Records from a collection
******

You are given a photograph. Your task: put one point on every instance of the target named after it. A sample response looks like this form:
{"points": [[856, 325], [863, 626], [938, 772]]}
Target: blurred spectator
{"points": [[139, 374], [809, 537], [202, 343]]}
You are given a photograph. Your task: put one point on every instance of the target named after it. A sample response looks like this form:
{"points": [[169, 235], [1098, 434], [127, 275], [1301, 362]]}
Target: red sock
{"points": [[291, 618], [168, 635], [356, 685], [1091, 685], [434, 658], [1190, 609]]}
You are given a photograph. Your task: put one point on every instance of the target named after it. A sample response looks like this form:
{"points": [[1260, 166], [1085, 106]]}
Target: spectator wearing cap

******

> **WRITTEN EXERCISE**
Rewrite the lines above as a numbered list, omitting any blank lines.

> **RESULT OF THE EXERCISE**
1. You are given a photograph. Your task: put one point on every instance of the target named after it. A sample response looks like this form:
2. {"points": [[856, 325], [863, 626], [938, 772]]}
3. Target: blurred spectator
4. {"points": [[139, 374], [809, 537], [202, 343]]}
5. You are given a photograph. Your task: put one point on every instance of the target named after it. A sample response looks like this form:
6. {"points": [[169, 235], [1098, 434], [127, 275], [1301, 362]]}
7. Target: red sock
8. {"points": [[291, 618], [168, 635], [356, 685], [1091, 685], [434, 658], [1190, 609]]}
9. You are given a photograph. Your task: put one point on every instance of the target named after it. A sample response looks like this form:
10. {"points": [[1260, 166], [1085, 106]]}
11. Target: spectator wearing cap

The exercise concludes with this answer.